§ **EXERCISE TASK**
Show every line of the rows below that contains the string "before". Case counts.

§ **MATERIAL**
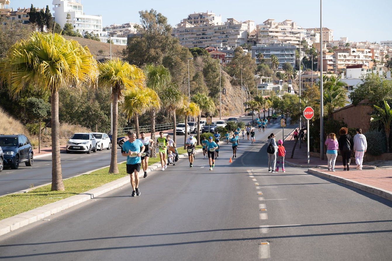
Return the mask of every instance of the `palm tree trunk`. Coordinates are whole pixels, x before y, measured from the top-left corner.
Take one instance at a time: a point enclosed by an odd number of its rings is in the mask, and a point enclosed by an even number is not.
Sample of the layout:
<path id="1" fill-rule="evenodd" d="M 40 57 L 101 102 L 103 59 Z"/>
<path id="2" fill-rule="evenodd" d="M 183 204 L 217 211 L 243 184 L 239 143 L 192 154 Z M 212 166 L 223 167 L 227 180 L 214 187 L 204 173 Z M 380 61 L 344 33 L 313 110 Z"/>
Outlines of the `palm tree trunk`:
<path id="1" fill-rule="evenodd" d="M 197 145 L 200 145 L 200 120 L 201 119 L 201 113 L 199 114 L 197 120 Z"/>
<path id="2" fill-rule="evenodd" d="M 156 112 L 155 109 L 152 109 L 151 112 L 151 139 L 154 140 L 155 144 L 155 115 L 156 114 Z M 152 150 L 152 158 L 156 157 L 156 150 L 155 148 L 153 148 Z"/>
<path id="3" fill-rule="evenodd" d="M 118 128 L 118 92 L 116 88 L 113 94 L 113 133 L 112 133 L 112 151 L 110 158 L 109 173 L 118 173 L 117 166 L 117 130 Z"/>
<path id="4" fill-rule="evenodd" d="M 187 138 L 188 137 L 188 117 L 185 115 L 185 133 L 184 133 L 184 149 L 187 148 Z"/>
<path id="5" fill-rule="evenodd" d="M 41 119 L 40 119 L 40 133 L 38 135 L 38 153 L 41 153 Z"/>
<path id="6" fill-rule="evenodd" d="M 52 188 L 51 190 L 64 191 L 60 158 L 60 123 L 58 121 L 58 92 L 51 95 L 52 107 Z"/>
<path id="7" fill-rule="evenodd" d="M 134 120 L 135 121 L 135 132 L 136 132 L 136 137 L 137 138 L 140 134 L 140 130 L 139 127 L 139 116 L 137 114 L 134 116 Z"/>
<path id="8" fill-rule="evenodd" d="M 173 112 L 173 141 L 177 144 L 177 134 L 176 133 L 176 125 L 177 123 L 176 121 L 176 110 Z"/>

--

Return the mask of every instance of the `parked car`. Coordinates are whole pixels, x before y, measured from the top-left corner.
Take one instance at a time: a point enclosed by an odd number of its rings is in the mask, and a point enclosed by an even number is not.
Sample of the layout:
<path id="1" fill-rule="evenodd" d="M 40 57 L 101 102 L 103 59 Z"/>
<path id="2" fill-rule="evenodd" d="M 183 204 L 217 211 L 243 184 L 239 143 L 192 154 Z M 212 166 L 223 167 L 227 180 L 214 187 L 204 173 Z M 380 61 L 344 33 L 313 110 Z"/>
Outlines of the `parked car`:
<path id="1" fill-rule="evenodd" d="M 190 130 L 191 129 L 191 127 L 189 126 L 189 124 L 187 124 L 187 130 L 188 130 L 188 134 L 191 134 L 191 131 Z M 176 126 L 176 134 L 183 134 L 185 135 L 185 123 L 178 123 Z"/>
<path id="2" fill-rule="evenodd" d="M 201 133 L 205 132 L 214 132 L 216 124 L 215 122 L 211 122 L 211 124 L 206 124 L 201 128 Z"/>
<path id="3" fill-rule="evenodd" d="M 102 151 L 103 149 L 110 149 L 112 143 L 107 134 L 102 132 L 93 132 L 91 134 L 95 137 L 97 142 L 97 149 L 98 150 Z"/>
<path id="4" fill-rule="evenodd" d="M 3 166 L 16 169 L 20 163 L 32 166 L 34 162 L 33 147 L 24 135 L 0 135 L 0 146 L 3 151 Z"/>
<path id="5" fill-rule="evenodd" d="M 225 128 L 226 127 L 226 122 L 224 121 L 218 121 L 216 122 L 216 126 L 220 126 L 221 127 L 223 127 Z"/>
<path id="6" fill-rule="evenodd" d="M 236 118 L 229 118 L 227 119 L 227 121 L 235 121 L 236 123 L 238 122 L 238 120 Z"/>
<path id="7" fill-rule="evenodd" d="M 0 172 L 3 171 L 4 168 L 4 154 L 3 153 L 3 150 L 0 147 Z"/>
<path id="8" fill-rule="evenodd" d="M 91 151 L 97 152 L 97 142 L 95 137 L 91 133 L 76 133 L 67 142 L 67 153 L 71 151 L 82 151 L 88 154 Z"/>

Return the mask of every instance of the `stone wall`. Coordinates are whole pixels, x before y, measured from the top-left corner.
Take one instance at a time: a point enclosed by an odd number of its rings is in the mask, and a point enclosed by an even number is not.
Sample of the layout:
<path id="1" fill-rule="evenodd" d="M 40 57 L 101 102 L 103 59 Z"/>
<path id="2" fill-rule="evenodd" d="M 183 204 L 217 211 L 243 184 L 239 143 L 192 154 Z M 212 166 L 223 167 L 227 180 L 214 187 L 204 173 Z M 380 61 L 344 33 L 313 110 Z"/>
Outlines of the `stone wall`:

§ **EXERCISE ANSWER**
Return the mask of every instance of the `palm tree trunk`. Coordinates are whole pixels, x before y, measured from the top-left corner.
Return the mask of every instance of the `parked car`. Coordinates are whole pixels, x before y, measured from the top-left corner.
Return the mask of every instance of the `stone wall`. Coordinates are whole pixels, x before y, measured from the top-left corner.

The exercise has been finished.